[Region pointing data]
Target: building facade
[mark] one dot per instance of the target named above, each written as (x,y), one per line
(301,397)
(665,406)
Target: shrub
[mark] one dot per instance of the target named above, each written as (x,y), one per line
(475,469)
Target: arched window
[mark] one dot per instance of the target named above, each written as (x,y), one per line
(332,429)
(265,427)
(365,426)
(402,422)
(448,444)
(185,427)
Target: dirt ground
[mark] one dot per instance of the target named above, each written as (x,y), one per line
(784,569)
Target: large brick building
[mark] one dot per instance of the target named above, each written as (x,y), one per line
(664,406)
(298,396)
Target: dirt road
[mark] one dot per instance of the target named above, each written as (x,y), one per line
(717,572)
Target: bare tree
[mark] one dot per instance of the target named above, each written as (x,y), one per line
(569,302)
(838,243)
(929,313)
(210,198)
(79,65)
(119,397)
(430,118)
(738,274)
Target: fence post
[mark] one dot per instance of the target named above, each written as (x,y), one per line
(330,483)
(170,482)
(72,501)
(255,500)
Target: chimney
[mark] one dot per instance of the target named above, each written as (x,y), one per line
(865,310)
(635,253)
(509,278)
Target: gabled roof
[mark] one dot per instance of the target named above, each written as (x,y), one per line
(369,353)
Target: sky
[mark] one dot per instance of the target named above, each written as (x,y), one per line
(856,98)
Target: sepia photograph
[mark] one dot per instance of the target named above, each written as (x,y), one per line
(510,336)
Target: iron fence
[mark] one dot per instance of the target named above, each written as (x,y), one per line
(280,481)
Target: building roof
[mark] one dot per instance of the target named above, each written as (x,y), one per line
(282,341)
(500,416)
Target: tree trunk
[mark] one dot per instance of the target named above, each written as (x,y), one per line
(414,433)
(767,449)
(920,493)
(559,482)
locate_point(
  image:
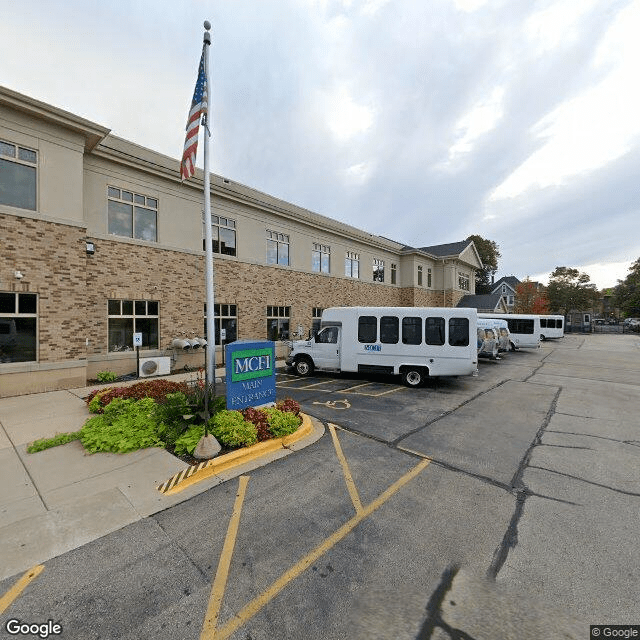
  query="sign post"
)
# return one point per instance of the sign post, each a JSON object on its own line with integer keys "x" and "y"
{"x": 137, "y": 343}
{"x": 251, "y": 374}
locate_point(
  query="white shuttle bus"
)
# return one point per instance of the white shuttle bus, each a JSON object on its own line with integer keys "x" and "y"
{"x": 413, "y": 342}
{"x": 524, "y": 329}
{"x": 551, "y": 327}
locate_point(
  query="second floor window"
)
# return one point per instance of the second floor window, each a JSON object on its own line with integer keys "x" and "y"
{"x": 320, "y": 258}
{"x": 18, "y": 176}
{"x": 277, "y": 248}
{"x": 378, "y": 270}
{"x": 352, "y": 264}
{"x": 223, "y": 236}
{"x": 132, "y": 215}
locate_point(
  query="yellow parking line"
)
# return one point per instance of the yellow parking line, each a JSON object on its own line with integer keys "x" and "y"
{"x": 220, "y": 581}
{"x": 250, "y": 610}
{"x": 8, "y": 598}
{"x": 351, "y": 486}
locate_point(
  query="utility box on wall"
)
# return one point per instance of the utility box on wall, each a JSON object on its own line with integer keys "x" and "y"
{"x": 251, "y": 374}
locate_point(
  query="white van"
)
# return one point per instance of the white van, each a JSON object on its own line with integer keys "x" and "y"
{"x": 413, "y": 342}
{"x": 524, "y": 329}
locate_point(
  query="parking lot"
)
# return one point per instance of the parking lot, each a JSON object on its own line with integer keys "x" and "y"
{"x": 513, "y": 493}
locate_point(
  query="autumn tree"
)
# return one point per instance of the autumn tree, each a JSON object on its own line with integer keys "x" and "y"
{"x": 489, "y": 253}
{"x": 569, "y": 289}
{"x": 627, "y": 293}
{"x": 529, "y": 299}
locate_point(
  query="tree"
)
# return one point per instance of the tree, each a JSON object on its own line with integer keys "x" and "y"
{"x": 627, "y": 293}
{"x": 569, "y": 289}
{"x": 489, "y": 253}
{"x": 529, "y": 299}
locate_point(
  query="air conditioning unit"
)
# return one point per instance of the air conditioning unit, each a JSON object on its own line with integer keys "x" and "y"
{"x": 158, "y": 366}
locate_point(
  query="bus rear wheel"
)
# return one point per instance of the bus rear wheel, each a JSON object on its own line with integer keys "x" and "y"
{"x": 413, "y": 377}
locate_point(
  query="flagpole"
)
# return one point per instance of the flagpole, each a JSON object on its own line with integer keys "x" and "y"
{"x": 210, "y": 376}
--
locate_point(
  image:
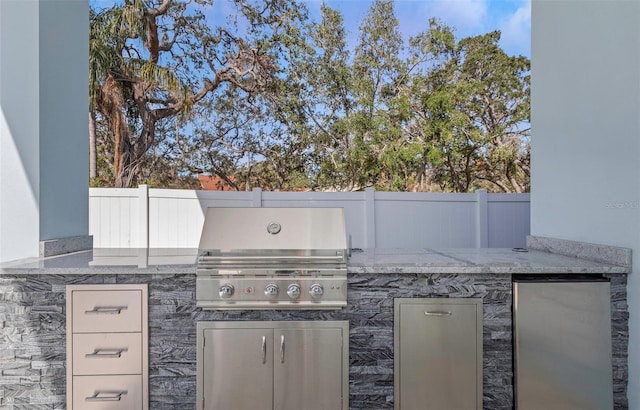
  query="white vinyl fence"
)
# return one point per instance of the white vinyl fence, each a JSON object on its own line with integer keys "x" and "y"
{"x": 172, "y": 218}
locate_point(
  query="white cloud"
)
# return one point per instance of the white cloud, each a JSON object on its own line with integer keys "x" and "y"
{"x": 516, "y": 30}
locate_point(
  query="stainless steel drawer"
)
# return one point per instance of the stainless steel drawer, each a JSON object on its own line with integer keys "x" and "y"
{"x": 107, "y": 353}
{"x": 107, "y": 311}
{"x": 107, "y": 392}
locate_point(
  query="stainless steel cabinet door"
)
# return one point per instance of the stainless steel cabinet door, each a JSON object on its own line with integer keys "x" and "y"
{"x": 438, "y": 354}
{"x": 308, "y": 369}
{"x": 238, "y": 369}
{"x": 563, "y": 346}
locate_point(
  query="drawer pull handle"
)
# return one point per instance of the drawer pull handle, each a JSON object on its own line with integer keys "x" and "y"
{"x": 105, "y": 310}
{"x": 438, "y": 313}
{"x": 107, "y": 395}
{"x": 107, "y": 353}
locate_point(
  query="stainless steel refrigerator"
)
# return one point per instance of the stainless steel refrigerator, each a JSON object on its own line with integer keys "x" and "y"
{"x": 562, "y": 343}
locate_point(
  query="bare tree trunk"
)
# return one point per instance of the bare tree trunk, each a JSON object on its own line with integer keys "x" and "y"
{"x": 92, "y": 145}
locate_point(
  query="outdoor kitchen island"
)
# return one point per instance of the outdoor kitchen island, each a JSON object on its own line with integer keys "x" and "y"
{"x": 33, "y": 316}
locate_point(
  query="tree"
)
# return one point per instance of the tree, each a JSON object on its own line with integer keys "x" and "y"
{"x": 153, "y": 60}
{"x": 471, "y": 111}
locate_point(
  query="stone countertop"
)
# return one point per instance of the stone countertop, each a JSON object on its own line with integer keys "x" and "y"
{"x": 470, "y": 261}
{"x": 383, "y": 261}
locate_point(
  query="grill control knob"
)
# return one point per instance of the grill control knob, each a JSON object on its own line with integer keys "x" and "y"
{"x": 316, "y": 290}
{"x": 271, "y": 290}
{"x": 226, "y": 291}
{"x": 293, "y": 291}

▸ **REQUIRED WORK**
Given the records above, return exactly the lines starting at the line containing "Target: building facade" and ending at the line containing "Target: dirt road", including both.

▸ **EXERCISE RESULT**
Target: building facade
[mark] one dot per instance of the target named above, each written as (x,y), one per line
(301,397)
(665,406)
Target: shrub
[mark] one dot per instance of the target named above, each written as (x,y), one per line
(475,469)
Target: arched window
[mark] one dot per instance of the target named above, each written as (x,y), one per line
(332,429)
(265,427)
(365,426)
(402,422)
(448,444)
(185,427)
Target: dirt ground
[mark] one dot per instance of the target named above, each written as (x,y), one per line
(784,569)
Target: large brick building
[mark] one dot per instance of the target named above, each written as (x,y), one per line
(664,406)
(298,396)
Target: dirt road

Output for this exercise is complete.